- **Fragmento seleccionado**:
El rigorismo moral es una verdadera patología del espíritu. Una dureza de corazón y ceguera espiritual que, normalmente, hace sufrir mucho. En primer lugar, a la propia persona que lo padece… y también a quienes lo tratan.
Cuando se apodera de un grupo de personas genera un clima irrespirable, lleno de tensiones, agresiones y altanería. Puede tener la apariencia de fina religiosidad; es, sin embargo, mundano hasta la raíz. Ahí no está Dios.
Y puede ser -si hablamos en esos términos- tanto de fisonomía conservadora como progresista, cada uno con sus matices y peculiaridades, pero moralistas al fin.
Para algunos autores, esta ceguera espiritual es más grave que muchos pecados que, precisamente, tienen su matriz en ella. Difícil de reconocer y, por eso, de vencer, sobre todo por las propias fuerzas.
Suele ir de la mano de un fuerte perfeccionismo narcisista, de la enfermedad dolorosa de los escrúpulos, del juicio implacable hacia los demás que expresa la falta de misericordia consigo mismo.
Nunca ve matices. Todo se ve y se juzga en blanco y negro.
Es una cárcel triste de la que es difícil salir. Un verdadero infierno. Asomarse al alma de quien lo padece, superado el rechazo inicial, despierta una inmensa compasión. Y la súplica a Dios para que libre a esas almas atormentadas.
Lo que es imposible para el hombre, no lo es para Dios, sobre todo, para ese exquisito orfebre de manos diestras, el artesano de la vida espiritual: el Espíritu Santo.
Su campo de acción es precisamente nuestro corazón humano, duro, ciego, empedernido, desconfiado. A Él le suplicamos en la Secuencia de Pentecostés: “Suaviza nuestra dureza,
elimina con tu calor nuestra frialdad, corrige nuestros desvíos.”
¿Cómo nos trabaja el Espíritu para liberarnos de esa prisión?
Sus caminos son variados, creativos y muy concretos. Siempre actúa respetando delicadamente la propia biografía humana y espiritual, la propia libertad y conciencia personales. Sabe esperar. Camina la paciencia, como enseña san Pablo.
Y, como Persona divina, tiene la capacidad de entrar en el corazón humano, sin violentarlo ni apresurarlo, para conducirlo a la Verdad, al Bien y a la Belleza que es el Rostro de Cristo. En su acción, la gracia divina y la libertad humana convergen de manera admirable, sin confusión ni división, sin separación ni yuxtaposición. Como en la encarnación…
Sin embargo, la experiencia nos enseña dos cosas que, a mi criterio, son fundamentales.

- **Tareas del ejercicio**:
1) Reproduce sin cambios el pasaje del texto sobre el rigorismo moral que va entre "Suele ir de" y "el Espíritu Santo.", ambos incluidos.
2) Resume en dos oraciones el texto sobre el rigorismo moral.

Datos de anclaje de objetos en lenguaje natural
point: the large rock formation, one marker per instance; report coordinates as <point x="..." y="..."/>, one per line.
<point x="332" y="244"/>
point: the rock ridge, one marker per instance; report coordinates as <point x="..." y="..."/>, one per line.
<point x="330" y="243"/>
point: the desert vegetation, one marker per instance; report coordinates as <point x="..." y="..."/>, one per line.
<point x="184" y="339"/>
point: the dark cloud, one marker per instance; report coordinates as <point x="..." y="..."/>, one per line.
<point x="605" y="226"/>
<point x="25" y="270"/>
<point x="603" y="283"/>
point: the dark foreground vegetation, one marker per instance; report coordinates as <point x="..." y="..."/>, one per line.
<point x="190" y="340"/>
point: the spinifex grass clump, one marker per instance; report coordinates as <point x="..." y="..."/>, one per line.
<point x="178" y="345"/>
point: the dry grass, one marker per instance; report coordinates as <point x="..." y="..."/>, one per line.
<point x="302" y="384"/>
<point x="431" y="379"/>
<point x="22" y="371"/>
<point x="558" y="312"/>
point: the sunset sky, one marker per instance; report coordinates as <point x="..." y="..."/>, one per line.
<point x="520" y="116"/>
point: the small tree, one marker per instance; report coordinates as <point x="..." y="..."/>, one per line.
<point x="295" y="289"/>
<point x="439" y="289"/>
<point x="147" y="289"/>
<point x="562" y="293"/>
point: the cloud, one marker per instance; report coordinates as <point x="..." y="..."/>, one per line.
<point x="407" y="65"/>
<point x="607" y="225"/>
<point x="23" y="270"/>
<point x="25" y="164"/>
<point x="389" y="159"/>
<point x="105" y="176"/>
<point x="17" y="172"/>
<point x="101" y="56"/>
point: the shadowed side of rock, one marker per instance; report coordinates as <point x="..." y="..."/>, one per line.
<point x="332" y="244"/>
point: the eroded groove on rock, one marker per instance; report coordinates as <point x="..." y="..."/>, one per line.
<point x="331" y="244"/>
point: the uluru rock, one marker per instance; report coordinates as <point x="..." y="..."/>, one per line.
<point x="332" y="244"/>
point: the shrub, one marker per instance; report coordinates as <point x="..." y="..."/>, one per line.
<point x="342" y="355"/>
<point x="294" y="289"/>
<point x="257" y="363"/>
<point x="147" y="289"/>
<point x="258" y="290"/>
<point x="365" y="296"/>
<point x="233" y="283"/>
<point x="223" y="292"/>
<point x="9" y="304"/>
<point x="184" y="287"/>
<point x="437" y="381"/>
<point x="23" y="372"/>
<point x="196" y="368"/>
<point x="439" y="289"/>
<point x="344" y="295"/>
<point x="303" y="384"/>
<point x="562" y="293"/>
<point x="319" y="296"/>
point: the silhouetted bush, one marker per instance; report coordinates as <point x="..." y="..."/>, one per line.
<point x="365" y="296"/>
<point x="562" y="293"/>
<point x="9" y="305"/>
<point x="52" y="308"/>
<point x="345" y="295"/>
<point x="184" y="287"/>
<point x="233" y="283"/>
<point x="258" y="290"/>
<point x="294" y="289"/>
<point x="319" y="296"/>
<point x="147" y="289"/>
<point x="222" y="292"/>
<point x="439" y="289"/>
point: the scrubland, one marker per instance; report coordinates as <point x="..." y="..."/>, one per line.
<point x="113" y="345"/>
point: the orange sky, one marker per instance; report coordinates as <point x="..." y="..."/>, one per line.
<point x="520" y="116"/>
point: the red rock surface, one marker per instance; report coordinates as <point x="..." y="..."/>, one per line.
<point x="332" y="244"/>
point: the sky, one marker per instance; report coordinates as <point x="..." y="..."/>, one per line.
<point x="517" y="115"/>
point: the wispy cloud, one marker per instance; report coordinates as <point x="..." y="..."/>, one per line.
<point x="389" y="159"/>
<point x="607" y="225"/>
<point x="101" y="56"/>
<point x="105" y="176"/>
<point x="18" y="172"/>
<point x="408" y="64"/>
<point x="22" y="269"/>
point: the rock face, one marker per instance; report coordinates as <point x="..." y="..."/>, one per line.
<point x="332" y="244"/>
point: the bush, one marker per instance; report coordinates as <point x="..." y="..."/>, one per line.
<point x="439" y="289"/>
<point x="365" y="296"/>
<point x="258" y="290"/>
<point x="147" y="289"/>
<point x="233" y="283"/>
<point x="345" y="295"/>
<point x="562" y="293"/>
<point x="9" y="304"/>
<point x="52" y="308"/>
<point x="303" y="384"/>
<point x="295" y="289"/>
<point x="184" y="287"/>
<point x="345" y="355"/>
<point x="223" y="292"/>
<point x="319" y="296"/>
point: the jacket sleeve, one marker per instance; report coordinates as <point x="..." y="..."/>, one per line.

- **Soluciones**:
1)
Suele ir de la mano de un fuerte perfeccionismo narcisista, de la enfermedad dolorosa de los escrúpulos, del juicio implacable hacia los demás que expresa la falta de misericordia consigo mismo.
Nunca ve matices. Todo se ve y se juzga en blanco y negro.
Es una cárcel triste de la que es difícil salir. Un verdadero infierno. Asomarse al alma de quien lo padece, superado el rechazo inicial, despierta una inmensa compasión. Y la súplica a Dios para que libre a esas almas atormentadas.
Lo que es imposible para el hombre, no lo es para Dios, sobre todo, para ese exquisito orfebre de manos diestras, el artesano de la vida espiritual: el Espíritu Santo.

2) El rigorismo moral es una patología del espíritu, una dureza de corazón y ceguera espiritual que hace sufrir a quien la padece y a quienes lo tratan, y que lo ve y lo juzga todo en blanco y negro. Lo que es imposible para el hombre no lo es para Dios, y el Espíritu Santo trabaja el corazón humano con paciencia, respetando la libertad y la conciencia personales, para conducirlo a la Verdad, al Bien y a la Belleza.